Copy out every line below that contains the string "positive". Case counts.

*-*-*

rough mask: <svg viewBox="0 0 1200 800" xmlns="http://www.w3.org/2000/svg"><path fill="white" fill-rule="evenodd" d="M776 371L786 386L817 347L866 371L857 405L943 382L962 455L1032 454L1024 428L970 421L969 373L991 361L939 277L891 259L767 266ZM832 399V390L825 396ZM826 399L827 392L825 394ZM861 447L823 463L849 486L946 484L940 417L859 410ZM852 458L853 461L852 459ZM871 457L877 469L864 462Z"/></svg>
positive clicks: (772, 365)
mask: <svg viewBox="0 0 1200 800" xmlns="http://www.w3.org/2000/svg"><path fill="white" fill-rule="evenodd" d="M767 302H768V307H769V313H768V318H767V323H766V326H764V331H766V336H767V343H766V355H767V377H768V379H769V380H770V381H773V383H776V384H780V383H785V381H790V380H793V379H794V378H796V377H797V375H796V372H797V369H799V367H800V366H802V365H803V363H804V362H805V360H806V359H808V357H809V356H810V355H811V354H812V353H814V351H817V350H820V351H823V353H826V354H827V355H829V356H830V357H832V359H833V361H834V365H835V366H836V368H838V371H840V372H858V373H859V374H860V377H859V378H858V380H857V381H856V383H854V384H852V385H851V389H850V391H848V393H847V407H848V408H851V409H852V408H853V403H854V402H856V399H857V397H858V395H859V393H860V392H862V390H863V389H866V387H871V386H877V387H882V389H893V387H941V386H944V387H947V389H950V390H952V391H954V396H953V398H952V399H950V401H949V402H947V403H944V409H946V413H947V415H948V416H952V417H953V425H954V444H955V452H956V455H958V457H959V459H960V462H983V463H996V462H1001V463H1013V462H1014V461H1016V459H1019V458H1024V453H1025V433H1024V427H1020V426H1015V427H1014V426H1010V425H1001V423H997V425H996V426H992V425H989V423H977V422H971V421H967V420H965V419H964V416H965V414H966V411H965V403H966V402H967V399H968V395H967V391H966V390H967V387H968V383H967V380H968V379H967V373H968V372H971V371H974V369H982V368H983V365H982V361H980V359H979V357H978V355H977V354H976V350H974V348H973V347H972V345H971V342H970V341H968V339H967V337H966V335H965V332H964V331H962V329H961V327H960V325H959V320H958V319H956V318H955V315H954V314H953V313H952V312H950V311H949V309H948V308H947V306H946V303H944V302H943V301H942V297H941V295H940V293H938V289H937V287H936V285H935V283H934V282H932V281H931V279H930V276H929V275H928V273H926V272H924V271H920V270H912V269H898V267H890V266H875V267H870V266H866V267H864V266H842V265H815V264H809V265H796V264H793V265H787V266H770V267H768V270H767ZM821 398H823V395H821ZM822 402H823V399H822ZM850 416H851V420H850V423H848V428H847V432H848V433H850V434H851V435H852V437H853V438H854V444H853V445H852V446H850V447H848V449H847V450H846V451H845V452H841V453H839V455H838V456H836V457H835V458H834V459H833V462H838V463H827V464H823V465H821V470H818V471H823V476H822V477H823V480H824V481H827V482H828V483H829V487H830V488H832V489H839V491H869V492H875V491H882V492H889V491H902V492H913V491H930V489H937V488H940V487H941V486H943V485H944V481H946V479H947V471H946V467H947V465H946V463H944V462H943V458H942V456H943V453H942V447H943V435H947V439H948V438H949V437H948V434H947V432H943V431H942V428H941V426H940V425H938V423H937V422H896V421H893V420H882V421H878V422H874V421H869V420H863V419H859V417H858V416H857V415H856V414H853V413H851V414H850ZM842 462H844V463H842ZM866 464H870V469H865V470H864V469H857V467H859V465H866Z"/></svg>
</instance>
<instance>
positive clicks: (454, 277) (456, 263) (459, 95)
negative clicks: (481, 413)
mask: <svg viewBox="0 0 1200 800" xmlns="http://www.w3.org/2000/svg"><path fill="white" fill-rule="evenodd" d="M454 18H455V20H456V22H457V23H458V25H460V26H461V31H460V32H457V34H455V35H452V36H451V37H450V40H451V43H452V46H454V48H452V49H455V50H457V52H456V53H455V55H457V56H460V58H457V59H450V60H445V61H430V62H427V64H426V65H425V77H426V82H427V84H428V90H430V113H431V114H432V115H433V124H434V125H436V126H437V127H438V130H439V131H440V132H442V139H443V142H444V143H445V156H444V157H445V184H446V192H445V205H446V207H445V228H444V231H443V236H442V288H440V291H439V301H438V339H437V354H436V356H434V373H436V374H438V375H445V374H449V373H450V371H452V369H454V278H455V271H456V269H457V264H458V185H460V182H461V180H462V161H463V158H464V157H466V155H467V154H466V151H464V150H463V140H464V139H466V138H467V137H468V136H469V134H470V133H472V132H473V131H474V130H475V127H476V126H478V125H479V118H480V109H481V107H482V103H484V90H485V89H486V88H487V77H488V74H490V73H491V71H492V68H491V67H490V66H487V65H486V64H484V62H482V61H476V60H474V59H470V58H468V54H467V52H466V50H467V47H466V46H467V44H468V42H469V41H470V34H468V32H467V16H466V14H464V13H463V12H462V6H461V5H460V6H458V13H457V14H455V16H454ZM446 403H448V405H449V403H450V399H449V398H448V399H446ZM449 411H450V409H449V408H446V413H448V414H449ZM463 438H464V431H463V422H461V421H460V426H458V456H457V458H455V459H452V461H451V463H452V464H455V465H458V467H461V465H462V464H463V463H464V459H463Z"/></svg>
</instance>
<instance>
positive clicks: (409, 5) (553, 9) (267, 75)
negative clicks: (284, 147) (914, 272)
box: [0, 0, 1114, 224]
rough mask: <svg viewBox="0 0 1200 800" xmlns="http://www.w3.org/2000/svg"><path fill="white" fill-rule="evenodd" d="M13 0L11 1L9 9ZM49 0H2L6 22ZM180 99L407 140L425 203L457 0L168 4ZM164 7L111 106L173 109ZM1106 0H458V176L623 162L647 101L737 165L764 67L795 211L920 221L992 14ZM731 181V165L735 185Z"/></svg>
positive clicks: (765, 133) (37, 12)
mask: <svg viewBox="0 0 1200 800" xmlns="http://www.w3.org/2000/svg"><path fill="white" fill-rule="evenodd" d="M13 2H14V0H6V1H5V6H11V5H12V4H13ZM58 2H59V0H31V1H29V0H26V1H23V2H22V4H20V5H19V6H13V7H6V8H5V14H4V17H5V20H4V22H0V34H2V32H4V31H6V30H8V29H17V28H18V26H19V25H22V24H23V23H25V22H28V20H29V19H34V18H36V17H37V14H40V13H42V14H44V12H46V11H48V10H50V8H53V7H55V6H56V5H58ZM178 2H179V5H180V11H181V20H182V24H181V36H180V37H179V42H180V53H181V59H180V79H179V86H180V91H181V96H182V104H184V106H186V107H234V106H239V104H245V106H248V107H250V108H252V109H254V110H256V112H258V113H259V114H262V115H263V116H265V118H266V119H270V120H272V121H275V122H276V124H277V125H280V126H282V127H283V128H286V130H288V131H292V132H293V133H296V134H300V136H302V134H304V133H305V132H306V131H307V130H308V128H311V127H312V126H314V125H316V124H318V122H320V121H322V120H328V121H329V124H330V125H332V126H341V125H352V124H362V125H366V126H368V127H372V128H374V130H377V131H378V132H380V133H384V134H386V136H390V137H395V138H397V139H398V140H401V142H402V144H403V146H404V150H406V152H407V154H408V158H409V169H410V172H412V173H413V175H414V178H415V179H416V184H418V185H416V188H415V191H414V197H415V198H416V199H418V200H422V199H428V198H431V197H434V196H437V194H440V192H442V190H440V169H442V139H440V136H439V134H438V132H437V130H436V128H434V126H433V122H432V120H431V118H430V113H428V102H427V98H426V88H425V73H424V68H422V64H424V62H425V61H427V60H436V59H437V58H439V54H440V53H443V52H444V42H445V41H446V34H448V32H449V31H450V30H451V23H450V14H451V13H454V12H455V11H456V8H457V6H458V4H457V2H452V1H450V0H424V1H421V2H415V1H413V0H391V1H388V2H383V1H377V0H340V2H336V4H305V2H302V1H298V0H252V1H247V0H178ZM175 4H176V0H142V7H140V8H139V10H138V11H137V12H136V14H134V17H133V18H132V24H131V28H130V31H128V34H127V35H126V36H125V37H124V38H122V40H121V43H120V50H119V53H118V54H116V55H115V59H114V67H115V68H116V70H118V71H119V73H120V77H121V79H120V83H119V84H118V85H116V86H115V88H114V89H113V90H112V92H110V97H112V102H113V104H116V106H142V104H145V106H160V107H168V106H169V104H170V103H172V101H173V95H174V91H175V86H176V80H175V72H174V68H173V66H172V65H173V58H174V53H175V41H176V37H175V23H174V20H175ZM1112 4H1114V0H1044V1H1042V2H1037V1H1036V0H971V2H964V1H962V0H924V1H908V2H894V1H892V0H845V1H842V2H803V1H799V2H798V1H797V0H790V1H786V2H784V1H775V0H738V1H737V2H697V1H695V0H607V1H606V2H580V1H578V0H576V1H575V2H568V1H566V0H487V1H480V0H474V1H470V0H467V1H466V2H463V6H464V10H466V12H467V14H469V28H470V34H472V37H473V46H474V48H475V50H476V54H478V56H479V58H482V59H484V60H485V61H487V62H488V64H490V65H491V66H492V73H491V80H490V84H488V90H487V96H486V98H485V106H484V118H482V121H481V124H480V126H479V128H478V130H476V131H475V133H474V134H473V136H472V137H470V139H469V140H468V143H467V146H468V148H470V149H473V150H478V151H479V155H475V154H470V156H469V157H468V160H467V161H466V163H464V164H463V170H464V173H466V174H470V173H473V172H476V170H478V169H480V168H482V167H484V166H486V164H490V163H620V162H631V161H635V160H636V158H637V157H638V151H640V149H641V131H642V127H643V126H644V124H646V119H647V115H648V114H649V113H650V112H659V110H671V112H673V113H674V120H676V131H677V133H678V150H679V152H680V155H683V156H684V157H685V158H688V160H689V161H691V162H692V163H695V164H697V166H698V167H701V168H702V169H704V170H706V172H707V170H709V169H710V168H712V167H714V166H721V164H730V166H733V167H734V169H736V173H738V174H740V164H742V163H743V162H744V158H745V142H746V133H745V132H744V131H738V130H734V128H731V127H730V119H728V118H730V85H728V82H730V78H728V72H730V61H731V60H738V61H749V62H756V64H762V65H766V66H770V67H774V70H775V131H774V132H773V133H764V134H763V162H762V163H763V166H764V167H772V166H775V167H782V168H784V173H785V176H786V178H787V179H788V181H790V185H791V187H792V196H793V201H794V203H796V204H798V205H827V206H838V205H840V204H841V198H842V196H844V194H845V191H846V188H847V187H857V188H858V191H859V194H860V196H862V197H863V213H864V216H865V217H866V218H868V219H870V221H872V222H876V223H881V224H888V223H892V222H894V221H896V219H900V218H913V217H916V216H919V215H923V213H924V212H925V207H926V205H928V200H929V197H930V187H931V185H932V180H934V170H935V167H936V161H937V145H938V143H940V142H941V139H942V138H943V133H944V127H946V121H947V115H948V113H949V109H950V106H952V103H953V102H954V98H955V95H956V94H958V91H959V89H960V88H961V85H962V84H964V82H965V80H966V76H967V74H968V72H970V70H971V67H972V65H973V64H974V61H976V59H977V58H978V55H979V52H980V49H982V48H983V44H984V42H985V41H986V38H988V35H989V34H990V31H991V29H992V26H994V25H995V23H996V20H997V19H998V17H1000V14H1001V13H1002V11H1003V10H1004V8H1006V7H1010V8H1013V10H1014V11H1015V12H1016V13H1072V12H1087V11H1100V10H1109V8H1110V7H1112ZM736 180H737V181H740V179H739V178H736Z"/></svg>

*-*-*

Solution -
positive clicks: (772, 365)
positive clicks: (454, 277) (456, 263) (459, 95)
positive clicks: (409, 5) (553, 9) (267, 75)
positive clicks: (765, 133) (37, 12)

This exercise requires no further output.